Top of SOURCE DOCUMENT
XBOW just published their analysis of GPT-5.5, and the numbers are stark. GPT-5 missed 40% of known vulnerabilities in their benchmarks. Opus 4.6 cut that to 18%. GPT-5.5 brings it down to 10%. Every missed vulnerability is a real liability when you're running automated security testing, says Albert Ziegler, XBOW's Head of AI. Ten percent still means one in ten slips through, but we're now in a different ballpark.

GPT-5.5 running without source code access already outperforms GPT-5 with full source code. Black box testing used to feel like fighting with oven mitts on, as Ziegler puts it. Now it's working barehanded. When they gave GPT-5.5 the source code too, the improvement was so large it "effectively killed" their benchmark. The model just finds nearly everything.

The tedious parts of actual testing got easier too. GPT-5.5 logs into target systems in roughly half the iterations of the next best model. It fails faster, recognizing blocked access or bad credentials and moving on instead of burning time. XBOW calls this the "persist or pivot" problem. Models trained with RLHF struggle with it because they're optimized to keep users happy, and nobody likes being told to give up. GPT-5.5 still persists longer than ideal sometimes, but only half as often as previous GPT versions or Opus.
Bottom of SOURCE DOCUMENT
**WORK ITEM A**
Answer these questions about the GPT-5.5 security testing text:
(i) What percentage of known vulnerabilities did Opus 4.6 miss?
(ii) According to XBOW, what did giving GPT-5.5 source code access do to their benchmark?
(iii) What name does XBOW give to the problem of deciding whether to keep trying or move on?
**WORK ITEM B**
Continue the GPT-5.5 security testing text after its last sentence.
Top of EXTRACTED RECORDS
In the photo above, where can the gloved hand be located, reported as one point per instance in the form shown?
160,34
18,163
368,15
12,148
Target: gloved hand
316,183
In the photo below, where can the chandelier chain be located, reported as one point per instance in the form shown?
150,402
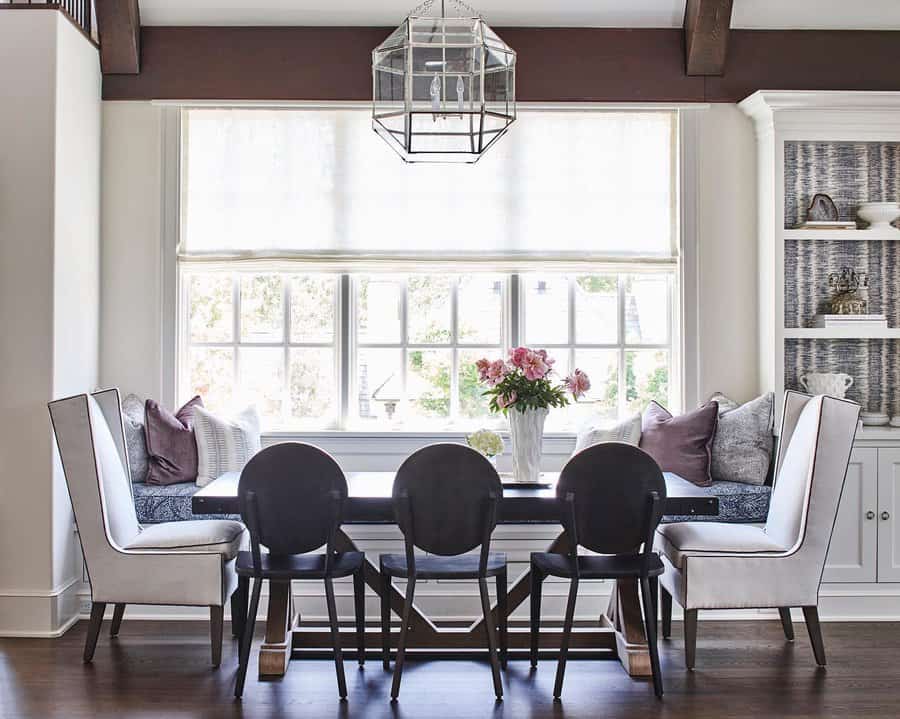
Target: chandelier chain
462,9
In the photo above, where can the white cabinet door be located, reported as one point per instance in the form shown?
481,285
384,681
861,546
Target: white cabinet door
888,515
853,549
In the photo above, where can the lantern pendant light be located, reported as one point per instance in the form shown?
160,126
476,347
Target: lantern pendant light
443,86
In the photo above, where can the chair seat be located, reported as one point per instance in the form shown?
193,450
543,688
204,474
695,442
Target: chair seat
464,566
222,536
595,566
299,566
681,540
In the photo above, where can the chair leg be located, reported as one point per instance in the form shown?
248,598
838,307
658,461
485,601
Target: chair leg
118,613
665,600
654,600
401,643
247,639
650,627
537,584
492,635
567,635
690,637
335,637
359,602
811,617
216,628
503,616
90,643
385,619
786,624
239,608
Bottom of EXTRACTED RECORDS
Top of EXTRACTED RECORDS
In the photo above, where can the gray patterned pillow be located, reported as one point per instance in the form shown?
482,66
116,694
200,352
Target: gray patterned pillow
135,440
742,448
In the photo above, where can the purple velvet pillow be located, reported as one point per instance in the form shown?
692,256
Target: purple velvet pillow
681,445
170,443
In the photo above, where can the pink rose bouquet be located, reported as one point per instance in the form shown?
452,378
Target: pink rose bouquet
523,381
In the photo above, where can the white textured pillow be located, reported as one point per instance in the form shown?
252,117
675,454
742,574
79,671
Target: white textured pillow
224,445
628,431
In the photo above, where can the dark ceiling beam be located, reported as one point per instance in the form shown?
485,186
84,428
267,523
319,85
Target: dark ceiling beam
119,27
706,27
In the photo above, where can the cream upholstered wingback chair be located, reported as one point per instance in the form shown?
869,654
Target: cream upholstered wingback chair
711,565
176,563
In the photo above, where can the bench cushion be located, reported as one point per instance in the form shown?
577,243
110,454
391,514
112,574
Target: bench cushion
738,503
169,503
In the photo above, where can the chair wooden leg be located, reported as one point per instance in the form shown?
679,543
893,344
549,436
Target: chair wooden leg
Bottom of EXTRACTED RECORDS
Top of EXTRACTED RECORDS
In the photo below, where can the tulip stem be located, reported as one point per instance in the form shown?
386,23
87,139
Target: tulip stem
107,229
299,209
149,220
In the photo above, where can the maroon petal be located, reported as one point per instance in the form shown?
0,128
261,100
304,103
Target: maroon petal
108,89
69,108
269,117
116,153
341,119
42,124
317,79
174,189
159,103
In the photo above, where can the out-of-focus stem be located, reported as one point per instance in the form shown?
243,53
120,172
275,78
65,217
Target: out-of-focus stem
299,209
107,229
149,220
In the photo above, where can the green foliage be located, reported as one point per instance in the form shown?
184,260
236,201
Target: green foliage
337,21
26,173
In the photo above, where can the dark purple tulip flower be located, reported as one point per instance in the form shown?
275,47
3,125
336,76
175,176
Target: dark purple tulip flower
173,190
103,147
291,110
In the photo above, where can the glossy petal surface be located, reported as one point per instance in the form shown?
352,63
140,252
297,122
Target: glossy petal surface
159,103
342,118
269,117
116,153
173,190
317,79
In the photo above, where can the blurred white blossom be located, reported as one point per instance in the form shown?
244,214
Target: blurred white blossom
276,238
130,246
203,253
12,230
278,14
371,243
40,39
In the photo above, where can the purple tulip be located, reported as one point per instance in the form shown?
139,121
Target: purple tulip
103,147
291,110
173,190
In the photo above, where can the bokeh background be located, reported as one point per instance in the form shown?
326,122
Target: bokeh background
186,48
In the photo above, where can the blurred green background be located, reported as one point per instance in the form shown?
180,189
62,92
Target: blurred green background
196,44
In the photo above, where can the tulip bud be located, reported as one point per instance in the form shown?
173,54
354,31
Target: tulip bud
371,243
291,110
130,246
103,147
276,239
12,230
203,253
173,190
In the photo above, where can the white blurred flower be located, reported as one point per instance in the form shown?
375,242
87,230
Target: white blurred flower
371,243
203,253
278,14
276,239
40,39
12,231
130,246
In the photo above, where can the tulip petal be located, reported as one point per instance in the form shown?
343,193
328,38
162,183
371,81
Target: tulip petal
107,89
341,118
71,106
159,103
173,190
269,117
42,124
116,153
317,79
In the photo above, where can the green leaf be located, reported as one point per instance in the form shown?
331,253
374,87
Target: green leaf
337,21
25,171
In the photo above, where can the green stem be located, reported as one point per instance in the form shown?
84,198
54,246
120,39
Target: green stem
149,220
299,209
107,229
Bottom of EXTRACTED RECORDS
**EXERCISE ANSWER A**
(i) 18%
(ii) It "effectively killed" the benchmark.
(iii) The "persist or pivot" problem

**EXERCISE ANSWER B**
XBOW compares GPT-5.5 to Anthropic's Mythos model. The difference? You can actually use this one. Mythos put up similar numbers in limited testing, but good luck getting access. Some community members called the XBOW analysis promotional, noting that smaller open-weight models have shown similar capabilities on narrower benchmarks. Fair pushback. Still, if you're building security tooling that needs to run today, GPT-5.5 is the first model that makes automated pentesting feel less like a gamble.